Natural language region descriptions

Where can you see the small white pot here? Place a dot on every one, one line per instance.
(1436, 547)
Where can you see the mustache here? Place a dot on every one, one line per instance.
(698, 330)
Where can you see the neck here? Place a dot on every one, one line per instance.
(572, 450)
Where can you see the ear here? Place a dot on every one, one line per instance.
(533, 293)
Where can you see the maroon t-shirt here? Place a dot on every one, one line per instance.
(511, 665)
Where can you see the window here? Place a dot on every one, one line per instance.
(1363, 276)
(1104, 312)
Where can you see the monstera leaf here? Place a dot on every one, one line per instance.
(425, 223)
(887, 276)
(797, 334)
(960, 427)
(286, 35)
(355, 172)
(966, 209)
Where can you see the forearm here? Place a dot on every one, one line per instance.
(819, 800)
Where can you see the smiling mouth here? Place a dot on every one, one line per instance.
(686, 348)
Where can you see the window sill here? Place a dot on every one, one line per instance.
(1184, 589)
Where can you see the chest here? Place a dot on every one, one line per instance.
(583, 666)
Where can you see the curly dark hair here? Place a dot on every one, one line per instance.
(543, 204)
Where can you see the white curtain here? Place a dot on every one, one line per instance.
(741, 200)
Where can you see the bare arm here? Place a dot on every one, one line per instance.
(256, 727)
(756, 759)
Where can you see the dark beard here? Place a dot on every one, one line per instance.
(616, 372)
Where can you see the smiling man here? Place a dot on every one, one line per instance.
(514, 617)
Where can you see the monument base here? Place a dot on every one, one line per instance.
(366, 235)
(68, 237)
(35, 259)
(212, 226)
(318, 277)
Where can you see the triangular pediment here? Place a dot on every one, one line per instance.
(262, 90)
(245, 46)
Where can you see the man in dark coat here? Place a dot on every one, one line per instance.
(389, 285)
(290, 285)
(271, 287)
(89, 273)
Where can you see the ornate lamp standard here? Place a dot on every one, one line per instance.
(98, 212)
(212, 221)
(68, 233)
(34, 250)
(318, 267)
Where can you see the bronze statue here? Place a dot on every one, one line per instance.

* [TASK TO CARRY OUT]
Restate the records above word for word, omitting nothing.

* [RESULT]
Where can you see the small white pot here? Place a dot on every one, one line per instance.
(1436, 547)
Where can you see the mustache here? Place a dot on every one, one line per instance.
(698, 330)
Where can you see the neck here? Place a dot on every one, one line per instance.
(572, 450)
Where can you see the ear here? Place a dot on every one, one line per instance.
(533, 293)
Where can you see the maroon t-shirt here? Place a dot on every one, one line per instance.
(511, 665)
Where can you see the window here? Place a dot on every one, one line per instance.
(1363, 276)
(1104, 312)
Where can you see the monstera leaf here? Place a dot on every one, one line per instance.
(425, 223)
(887, 276)
(797, 334)
(960, 427)
(286, 35)
(355, 172)
(966, 209)
Where can you see the forearm here? Place a dot on every one, one line per instance.
(819, 800)
Where can you see the smiling mouth here? Place a dot on every one, one line per instance.
(686, 348)
Where can you see the window sill here? Place a dot on every one, one line per instance.
(1184, 589)
Where can you see the chest here? Place a dot on every one, one line per instance.
(583, 666)
Where can you see the curly dark hair here? Place a dot on every one, one line per instance.
(543, 204)
Where can you see the white curtain here? Place a dot on every one, one line per instance.
(741, 200)
Where can you see the bare arm here? Place a dot on every one, one line per instance.
(256, 727)
(756, 759)
Where can you see the dark beard here? Place a dot on every one, one line per instance.
(616, 372)
Where can you see the smiling man here? Place a dot on every one, one line per instance.
(514, 617)
Where can you see the monument base here? Place a dot on every one, one line per instance.
(366, 235)
(68, 237)
(35, 259)
(212, 226)
(318, 277)
Where can you see the triangular pediment here? Place a dot on every one, one line per instance.
(262, 90)
(245, 46)
Where can you see the man in dark coat here? Place a dot on every one, one line per instance.
(389, 285)
(290, 285)
(271, 287)
(89, 273)
Where can you see the ornate lamp standard here? Place a dot on every one, one line per instance.
(98, 212)
(212, 221)
(68, 233)
(34, 250)
(318, 267)
Where can you see the bronze statue here? Place a dot on every one, one line per instance.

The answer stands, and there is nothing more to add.